Instructions for the task – Please say how many lines of the listing hold "white", with no other words in the answer.

┌─ Given entries

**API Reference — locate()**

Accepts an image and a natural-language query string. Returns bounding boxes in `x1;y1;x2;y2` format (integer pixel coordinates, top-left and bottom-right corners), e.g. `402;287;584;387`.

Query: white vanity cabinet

└─
┌─ Given entries

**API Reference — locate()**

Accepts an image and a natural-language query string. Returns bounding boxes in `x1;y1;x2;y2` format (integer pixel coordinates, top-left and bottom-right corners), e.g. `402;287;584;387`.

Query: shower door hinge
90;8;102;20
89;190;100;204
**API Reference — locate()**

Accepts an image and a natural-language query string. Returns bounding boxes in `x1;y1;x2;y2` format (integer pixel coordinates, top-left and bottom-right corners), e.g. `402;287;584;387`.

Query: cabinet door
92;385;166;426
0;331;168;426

└─
┌─ Given entries

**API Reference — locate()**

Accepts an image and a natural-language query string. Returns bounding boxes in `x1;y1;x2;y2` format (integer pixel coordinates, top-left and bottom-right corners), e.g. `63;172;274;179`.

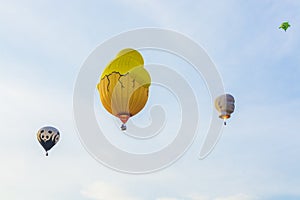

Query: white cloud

└─

Worked solution – 2